WHAT IS ASKED:
Copy out only the span from the line with "stone building in the photo above." to the end of the data, both ends kept, word for word.

STORED RECORDS:
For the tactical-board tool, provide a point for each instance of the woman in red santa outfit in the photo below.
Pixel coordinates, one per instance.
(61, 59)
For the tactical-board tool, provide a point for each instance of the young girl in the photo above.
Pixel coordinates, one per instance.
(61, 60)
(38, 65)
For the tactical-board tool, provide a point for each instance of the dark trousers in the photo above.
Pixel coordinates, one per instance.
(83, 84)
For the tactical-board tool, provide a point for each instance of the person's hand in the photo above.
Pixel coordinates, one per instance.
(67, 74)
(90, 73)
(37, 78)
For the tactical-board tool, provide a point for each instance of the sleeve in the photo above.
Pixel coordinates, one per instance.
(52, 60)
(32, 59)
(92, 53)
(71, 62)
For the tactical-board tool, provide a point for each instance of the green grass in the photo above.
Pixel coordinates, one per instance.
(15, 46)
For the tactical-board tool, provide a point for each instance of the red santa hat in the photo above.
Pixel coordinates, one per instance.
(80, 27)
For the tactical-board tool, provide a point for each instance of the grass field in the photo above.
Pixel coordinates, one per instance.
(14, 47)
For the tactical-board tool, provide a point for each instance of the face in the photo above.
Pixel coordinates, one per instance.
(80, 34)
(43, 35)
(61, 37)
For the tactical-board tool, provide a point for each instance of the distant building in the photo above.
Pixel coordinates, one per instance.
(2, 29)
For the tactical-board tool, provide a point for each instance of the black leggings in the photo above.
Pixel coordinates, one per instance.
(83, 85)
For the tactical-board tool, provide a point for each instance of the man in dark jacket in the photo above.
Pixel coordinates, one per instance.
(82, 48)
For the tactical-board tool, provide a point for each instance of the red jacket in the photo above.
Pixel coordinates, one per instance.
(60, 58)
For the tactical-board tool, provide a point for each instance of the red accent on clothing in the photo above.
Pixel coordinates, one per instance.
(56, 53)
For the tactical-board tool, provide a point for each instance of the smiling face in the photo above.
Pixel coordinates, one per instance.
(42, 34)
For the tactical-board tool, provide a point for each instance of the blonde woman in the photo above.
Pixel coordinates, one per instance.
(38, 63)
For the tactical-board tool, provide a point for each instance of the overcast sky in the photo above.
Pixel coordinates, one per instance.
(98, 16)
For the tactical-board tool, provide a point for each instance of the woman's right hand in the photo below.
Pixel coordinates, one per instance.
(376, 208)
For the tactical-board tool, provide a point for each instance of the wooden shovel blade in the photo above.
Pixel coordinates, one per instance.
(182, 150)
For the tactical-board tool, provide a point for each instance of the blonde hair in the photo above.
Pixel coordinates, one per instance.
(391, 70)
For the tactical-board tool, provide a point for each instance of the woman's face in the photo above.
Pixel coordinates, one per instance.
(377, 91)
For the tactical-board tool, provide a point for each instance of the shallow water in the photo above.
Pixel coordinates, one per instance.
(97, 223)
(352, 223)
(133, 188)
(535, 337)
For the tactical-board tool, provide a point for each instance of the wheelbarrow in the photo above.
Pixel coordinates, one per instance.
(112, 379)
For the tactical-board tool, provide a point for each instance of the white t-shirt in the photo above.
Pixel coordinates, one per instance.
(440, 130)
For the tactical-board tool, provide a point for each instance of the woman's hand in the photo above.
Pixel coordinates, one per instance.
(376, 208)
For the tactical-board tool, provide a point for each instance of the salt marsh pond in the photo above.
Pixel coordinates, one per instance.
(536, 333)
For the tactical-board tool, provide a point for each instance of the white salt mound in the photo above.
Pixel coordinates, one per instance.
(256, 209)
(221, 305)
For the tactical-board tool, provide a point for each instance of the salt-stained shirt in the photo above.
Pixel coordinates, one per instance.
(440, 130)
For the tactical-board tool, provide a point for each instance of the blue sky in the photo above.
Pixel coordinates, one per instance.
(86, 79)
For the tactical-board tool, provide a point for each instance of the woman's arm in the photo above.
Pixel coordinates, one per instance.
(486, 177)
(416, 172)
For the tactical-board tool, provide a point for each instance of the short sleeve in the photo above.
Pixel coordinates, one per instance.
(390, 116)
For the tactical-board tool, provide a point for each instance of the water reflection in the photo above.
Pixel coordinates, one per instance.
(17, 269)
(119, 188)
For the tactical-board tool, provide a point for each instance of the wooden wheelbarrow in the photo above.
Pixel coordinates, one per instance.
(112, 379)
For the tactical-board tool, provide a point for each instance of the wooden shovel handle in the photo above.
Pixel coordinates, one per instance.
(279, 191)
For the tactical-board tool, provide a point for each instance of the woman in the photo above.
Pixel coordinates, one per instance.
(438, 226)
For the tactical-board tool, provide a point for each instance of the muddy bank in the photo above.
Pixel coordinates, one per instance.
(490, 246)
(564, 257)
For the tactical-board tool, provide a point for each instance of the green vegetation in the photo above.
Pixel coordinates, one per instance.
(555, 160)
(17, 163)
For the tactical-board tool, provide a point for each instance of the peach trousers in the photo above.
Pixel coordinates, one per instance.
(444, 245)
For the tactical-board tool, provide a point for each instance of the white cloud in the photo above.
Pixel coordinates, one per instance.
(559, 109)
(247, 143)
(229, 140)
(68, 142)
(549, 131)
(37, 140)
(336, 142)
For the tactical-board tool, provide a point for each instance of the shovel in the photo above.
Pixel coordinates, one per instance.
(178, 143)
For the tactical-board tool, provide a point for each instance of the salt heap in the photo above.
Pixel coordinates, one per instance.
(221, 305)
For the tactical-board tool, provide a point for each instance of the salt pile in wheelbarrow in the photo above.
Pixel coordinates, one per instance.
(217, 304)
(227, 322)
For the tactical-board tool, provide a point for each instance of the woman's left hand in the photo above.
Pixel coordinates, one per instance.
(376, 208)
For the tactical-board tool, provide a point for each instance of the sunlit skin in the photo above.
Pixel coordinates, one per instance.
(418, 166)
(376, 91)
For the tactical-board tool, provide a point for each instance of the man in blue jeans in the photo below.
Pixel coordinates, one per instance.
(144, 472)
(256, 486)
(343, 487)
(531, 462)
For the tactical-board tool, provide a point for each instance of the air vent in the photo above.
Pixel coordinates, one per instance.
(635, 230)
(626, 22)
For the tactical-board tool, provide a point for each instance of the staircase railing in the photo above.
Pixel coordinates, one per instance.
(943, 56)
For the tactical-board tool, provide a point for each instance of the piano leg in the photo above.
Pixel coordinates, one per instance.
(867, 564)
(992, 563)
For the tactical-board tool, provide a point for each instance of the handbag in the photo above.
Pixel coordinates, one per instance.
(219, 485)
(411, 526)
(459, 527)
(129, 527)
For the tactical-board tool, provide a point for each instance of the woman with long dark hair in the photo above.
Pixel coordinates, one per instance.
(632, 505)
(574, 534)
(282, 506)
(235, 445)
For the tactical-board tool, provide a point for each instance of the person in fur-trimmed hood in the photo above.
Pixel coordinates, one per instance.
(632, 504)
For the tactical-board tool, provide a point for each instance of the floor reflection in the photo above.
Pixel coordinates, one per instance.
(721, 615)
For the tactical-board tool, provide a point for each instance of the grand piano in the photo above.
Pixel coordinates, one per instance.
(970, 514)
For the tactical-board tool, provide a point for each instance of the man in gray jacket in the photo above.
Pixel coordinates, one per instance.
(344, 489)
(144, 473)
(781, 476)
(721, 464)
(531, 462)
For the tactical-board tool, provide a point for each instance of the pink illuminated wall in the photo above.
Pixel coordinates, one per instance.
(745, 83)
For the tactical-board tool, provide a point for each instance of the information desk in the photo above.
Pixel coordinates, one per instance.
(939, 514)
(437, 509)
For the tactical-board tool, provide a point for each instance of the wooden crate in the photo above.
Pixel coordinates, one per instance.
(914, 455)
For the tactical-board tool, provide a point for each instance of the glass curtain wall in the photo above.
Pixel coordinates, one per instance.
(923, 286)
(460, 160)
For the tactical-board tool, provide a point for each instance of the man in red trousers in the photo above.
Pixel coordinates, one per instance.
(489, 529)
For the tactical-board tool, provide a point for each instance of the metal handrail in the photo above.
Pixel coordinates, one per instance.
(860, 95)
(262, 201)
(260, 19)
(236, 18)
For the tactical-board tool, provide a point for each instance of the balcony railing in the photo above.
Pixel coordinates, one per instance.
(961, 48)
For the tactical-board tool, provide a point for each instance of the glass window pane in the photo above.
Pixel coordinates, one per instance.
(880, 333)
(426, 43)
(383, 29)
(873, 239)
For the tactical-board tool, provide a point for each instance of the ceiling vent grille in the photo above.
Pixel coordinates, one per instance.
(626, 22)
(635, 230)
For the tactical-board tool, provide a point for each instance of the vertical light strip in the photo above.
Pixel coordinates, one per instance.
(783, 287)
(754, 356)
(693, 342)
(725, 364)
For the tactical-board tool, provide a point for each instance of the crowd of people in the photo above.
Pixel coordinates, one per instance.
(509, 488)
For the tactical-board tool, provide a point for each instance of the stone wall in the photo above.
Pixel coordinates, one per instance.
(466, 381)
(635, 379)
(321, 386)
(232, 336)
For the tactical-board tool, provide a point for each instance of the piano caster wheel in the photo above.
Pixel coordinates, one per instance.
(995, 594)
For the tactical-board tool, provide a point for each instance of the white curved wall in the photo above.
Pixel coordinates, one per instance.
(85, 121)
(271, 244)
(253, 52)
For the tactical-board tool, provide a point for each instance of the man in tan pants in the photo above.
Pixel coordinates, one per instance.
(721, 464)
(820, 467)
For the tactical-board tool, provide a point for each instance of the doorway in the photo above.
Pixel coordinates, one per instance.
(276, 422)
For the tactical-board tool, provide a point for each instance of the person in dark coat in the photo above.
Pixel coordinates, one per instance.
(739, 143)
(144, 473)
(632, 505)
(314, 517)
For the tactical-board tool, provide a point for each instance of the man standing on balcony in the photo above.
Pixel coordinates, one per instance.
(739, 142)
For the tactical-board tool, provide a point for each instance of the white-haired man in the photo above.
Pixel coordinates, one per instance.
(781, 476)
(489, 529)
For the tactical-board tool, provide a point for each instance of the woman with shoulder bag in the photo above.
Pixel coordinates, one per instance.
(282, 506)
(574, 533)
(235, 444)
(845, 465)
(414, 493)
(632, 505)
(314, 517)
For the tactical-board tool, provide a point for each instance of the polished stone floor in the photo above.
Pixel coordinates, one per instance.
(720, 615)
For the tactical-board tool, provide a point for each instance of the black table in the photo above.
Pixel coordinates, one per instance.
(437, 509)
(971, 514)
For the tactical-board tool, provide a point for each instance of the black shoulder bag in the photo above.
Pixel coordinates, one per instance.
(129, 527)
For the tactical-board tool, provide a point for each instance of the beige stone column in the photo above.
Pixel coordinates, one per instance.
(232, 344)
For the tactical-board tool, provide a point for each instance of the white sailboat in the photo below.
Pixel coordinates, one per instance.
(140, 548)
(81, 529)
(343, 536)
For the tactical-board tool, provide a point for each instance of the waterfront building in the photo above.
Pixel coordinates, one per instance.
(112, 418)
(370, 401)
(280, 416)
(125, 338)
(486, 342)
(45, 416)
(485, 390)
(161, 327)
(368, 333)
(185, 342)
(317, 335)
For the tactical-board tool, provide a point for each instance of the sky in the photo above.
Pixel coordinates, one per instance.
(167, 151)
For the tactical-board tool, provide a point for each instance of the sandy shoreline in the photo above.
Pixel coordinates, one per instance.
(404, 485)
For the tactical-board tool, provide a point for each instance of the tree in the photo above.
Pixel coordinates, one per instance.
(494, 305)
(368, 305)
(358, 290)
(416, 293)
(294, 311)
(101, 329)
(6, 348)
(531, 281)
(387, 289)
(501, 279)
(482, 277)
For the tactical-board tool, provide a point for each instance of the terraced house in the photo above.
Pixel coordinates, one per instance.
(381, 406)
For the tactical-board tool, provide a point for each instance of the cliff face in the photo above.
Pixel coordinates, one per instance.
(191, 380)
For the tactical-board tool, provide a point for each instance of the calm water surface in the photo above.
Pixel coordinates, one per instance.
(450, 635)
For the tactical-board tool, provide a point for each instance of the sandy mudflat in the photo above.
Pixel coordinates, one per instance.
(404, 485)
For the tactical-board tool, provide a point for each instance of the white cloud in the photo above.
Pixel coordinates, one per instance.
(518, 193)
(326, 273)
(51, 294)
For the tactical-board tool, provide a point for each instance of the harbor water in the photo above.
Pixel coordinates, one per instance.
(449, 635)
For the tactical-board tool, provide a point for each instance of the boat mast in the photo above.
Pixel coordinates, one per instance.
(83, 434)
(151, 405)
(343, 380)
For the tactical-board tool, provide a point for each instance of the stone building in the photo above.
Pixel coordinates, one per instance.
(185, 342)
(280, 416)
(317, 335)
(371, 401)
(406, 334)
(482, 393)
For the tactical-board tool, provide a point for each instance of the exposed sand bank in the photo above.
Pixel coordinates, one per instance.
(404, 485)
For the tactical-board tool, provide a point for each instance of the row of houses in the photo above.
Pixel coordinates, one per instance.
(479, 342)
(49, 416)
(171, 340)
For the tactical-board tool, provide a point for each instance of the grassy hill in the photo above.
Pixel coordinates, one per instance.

WRITTEN SOLUTION:
For the tactical-board tool, provide a point for each instance of the stone building in the photo above.
Pixel coordinates, one per instance.
(185, 342)
(280, 416)
(317, 335)
(371, 401)
(406, 334)
(482, 393)
For the tactical-board tool, provide a point for each instance of the exposed sand bank in the photo above.
Pixel coordinates, one per instance.
(404, 485)
For the tactical-board tool, provide a point for each instance of the row of houses in the photo above.
Pixel coordinates, one per instance.
(479, 342)
(49, 416)
(171, 340)
For the tactical-board tool, provide a point for each instance of the grassy hill in the photo above.
Pixel coordinates, one per instance.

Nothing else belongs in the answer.